_What to do_
Your job is to return every line in the data holding the string "hand".

_Data items_
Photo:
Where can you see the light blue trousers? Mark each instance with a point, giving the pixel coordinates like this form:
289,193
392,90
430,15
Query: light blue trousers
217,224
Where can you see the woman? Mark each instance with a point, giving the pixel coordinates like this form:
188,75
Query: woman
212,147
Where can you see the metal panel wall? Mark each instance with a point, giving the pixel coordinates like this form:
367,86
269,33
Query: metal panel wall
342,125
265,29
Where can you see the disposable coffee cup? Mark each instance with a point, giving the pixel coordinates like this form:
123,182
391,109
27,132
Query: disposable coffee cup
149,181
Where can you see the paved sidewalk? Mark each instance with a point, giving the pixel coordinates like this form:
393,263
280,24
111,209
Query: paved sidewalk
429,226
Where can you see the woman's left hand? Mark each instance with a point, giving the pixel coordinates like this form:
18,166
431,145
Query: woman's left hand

_Response area_
Where can you see the woman's left hand? Mark each instance with a point, giving the pixel coordinates like this form:
Query: woman's left hand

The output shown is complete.